[Saved entries]
------------------------

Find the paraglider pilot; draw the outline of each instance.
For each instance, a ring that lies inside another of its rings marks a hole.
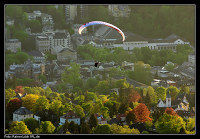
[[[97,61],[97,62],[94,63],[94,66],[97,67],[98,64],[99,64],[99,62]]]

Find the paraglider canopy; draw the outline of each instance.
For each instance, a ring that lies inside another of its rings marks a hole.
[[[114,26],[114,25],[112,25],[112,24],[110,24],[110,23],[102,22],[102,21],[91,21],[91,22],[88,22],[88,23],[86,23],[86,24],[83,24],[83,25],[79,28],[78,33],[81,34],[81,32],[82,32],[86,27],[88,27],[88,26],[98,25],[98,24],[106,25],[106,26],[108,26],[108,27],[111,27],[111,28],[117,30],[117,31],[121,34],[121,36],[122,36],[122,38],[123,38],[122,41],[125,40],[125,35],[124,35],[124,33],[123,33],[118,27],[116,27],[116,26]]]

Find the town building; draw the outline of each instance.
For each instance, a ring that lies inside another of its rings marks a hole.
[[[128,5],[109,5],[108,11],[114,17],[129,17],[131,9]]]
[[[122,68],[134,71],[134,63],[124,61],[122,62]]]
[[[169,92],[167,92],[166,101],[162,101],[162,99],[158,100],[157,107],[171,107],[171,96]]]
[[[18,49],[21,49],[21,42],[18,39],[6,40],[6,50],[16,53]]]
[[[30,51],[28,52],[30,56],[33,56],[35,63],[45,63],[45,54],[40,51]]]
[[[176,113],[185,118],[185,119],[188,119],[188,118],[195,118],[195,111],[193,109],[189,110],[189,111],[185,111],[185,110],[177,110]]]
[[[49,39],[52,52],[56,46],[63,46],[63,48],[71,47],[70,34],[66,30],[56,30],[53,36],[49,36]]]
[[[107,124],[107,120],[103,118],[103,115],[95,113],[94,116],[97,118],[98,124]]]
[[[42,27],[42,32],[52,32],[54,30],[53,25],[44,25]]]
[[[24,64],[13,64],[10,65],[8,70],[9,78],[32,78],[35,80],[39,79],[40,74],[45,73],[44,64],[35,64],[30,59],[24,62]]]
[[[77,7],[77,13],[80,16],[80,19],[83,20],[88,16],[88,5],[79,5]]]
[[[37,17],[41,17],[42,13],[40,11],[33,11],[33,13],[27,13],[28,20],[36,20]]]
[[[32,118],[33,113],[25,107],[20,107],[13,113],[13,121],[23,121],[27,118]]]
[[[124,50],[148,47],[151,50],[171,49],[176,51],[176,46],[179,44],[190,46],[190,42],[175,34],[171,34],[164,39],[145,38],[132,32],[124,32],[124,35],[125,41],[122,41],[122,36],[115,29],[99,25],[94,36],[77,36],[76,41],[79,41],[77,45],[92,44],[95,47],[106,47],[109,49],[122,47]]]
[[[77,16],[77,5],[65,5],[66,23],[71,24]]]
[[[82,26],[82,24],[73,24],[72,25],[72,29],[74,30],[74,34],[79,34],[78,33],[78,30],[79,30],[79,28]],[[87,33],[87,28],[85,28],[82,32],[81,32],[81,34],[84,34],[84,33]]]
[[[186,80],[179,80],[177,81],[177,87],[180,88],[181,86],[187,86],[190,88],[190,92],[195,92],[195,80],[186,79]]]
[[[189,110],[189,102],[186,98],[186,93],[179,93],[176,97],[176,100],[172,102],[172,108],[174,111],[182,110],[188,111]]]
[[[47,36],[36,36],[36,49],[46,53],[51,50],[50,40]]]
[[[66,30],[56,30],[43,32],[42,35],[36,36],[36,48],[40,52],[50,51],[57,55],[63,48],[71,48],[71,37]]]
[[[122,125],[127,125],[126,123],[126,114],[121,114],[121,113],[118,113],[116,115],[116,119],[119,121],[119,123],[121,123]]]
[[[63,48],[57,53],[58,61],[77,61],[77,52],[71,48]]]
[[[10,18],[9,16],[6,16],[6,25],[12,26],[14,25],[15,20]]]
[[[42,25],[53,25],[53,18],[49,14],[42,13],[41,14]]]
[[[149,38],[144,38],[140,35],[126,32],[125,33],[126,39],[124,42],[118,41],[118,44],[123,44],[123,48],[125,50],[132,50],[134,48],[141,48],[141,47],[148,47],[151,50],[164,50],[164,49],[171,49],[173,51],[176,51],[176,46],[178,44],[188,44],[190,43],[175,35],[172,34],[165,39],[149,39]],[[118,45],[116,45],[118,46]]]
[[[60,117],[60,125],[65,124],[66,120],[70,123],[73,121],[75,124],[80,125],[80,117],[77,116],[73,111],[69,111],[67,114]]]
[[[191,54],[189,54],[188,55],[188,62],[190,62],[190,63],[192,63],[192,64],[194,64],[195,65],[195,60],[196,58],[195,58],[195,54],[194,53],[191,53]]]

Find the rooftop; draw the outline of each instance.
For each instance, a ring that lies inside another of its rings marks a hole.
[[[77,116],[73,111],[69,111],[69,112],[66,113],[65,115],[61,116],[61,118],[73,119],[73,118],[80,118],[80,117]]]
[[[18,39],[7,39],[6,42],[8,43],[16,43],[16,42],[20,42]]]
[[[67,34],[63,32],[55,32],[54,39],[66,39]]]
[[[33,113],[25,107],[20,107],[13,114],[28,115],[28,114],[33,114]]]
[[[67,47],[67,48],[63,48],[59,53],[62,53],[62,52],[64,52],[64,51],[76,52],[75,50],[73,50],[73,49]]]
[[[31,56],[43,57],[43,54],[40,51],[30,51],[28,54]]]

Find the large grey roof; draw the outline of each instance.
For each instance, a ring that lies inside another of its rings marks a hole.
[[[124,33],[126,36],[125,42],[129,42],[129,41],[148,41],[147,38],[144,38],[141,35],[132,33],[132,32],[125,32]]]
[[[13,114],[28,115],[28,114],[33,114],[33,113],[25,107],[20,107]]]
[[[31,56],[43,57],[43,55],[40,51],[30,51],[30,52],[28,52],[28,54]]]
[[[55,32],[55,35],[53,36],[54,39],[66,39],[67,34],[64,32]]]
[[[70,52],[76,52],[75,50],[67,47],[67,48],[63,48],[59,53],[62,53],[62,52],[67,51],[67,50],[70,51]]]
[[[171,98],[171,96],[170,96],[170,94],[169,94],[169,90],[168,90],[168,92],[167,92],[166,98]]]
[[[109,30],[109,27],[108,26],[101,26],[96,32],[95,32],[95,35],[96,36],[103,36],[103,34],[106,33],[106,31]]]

------------------------

▸ **Assigned task**
The records above need to be copied exactly, with the pictures left out.

▸ **Result of this exercise**
Find the paraglider pilot; draw the outline of each instance.
For each instance, a ring that lies inside another of its rings marks a hole.
[[[97,61],[97,62],[94,63],[94,66],[97,67],[98,64],[99,64],[99,62]]]

Find the paraglider canopy; draw the outline of each instance.
For each instance, a ring that lies inside another of its rings marks a hole.
[[[114,26],[114,25],[112,25],[112,24],[110,24],[110,23],[102,22],[102,21],[91,21],[91,22],[88,22],[88,23],[86,23],[86,24],[83,24],[83,25],[79,28],[78,33],[81,34],[81,32],[82,32],[86,27],[88,27],[88,26],[98,25],[98,24],[106,25],[106,26],[108,26],[108,27],[111,27],[111,28],[117,30],[117,31],[121,34],[121,36],[122,36],[122,38],[123,38],[122,41],[125,40],[125,35],[124,35],[124,33],[123,33],[118,27],[116,27],[116,26]]]

Find the town building; draw the outline of each instance.
For each instance, a ring that lies inside another of its rings marks a hole.
[[[128,5],[109,5],[108,11],[114,17],[129,17],[131,9]]]
[[[122,68],[134,71],[134,63],[124,61],[122,62]]]
[[[169,92],[167,92],[166,101],[162,101],[162,99],[158,100],[157,107],[171,107],[171,96]]]
[[[18,49],[21,49],[21,42],[18,39],[6,40],[6,50],[16,53]]]
[[[30,51],[28,52],[30,56],[33,56],[35,63],[45,63],[45,54],[40,51]]]
[[[176,113],[185,118],[185,119],[188,119],[188,118],[195,118],[195,111],[193,109],[189,110],[189,111],[185,111],[185,110],[177,110]]]
[[[49,39],[52,52],[56,46],[63,46],[63,48],[71,47],[70,34],[66,30],[56,30],[53,36],[49,36]]]
[[[107,124],[107,120],[103,118],[103,115],[95,113],[94,116],[97,118],[98,124]]]
[[[42,27],[42,32],[52,32],[54,30],[53,25],[44,25]]]
[[[24,64],[13,64],[10,65],[8,70],[9,78],[32,78],[35,80],[39,79],[40,74],[45,73],[44,64],[35,64],[30,59],[24,62]]]
[[[77,7],[77,13],[80,16],[80,19],[83,20],[88,16],[88,5],[79,5]]]
[[[37,17],[41,17],[42,13],[40,11],[33,11],[33,13],[27,13],[28,20],[36,20]]]
[[[32,118],[33,113],[25,107],[20,107],[13,113],[13,121],[23,121],[27,118]]]
[[[124,50],[148,47],[151,50],[171,49],[176,51],[176,46],[179,44],[190,46],[190,42],[175,34],[171,34],[164,39],[145,38],[132,32],[124,32],[124,35],[125,41],[122,41],[122,36],[115,29],[99,25],[94,36],[77,36],[76,41],[79,41],[77,45],[92,44],[95,47],[106,47],[109,49],[122,47]]]
[[[77,16],[77,5],[65,5],[66,23],[71,24]]]
[[[82,26],[82,24],[73,24],[72,25],[72,29],[74,30],[74,34],[79,34],[78,33],[78,30],[79,30],[79,28]],[[87,33],[87,28],[85,28],[82,32],[81,32],[81,34],[84,34],[84,33]]]
[[[186,80],[179,80],[177,81],[177,87],[180,88],[181,86],[187,86],[190,88],[190,92],[195,92],[195,80],[186,79]]]
[[[189,110],[189,102],[186,98],[186,93],[179,93],[176,97],[176,100],[172,102],[172,108],[174,111],[182,110],[188,111]]]
[[[47,36],[36,36],[36,49],[46,53],[51,50],[50,40]]]
[[[66,30],[56,30],[43,32],[42,35],[36,36],[36,48],[40,52],[50,51],[57,55],[63,48],[71,48],[71,37]]]
[[[122,125],[127,125],[126,123],[126,114],[121,114],[121,113],[118,113],[116,115],[116,119],[119,121],[119,123],[121,123]]]
[[[63,48],[57,53],[58,61],[77,61],[77,52],[71,48]]]
[[[10,18],[9,16],[6,16],[6,25],[12,26],[14,25],[15,20]]]
[[[42,25],[53,25],[53,18],[49,14],[42,13],[41,14]]]
[[[149,38],[144,38],[140,35],[126,32],[125,33],[126,39],[124,42],[118,41],[118,44],[123,44],[123,48],[125,50],[132,50],[134,48],[141,48],[141,47],[148,47],[151,50],[164,50],[164,49],[171,49],[173,51],[176,51],[176,46],[178,44],[188,44],[190,43],[175,35],[172,34],[165,39],[149,39]],[[118,45],[116,45],[118,46]]]
[[[60,117],[60,125],[65,124],[66,120],[70,123],[73,121],[75,124],[80,125],[80,117],[77,116],[73,111],[69,111],[67,114]]]
[[[191,54],[189,54],[188,55],[188,62],[190,62],[190,63],[192,63],[192,64],[194,64],[195,65],[195,60],[196,58],[195,58],[195,54],[194,53],[191,53]]]

Find the rooftop; draw the outline of each instance.
For each instance, a ring that lies inside another of its rings marks a hole.
[[[77,116],[73,111],[69,111],[69,112],[66,113],[65,115],[61,116],[61,118],[73,119],[73,118],[80,118],[80,117]]]
[[[18,39],[7,39],[6,42],[8,43],[16,43],[16,42],[20,42]]]
[[[67,34],[63,32],[55,32],[54,39],[66,39]]]
[[[33,113],[25,107],[20,107],[13,114],[28,115],[28,114],[33,114]]]
[[[67,47],[67,48],[63,48],[59,53],[62,53],[62,52],[64,52],[64,51],[76,52],[75,50],[73,50],[73,49]]]
[[[31,56],[43,57],[43,54],[40,51],[30,51],[28,54]]]

Find the large grey roof; draw the outline of each instance.
For each instance, a ring that lies inside another of its rings marks a hole.
[[[124,33],[126,36],[125,42],[129,42],[129,41],[148,41],[147,38],[144,38],[141,35],[132,33],[132,32],[125,32]]]
[[[13,114],[28,115],[28,114],[33,114],[33,113],[25,107],[20,107]]]
[[[31,56],[43,57],[43,55],[40,51],[30,51],[30,52],[28,52],[28,54]]]
[[[55,32],[55,35],[53,36],[54,39],[66,39],[67,34],[64,32]]]
[[[70,52],[76,52],[75,50],[67,47],[67,48],[63,48],[59,53],[62,53],[62,52],[67,51],[67,50],[70,51]]]
[[[171,98],[171,96],[170,96],[170,94],[169,94],[169,90],[168,90],[168,92],[167,92],[166,98]]]
[[[109,30],[109,27],[108,26],[101,26],[96,32],[95,32],[95,35],[96,36],[103,36],[103,34],[106,33],[106,31]]]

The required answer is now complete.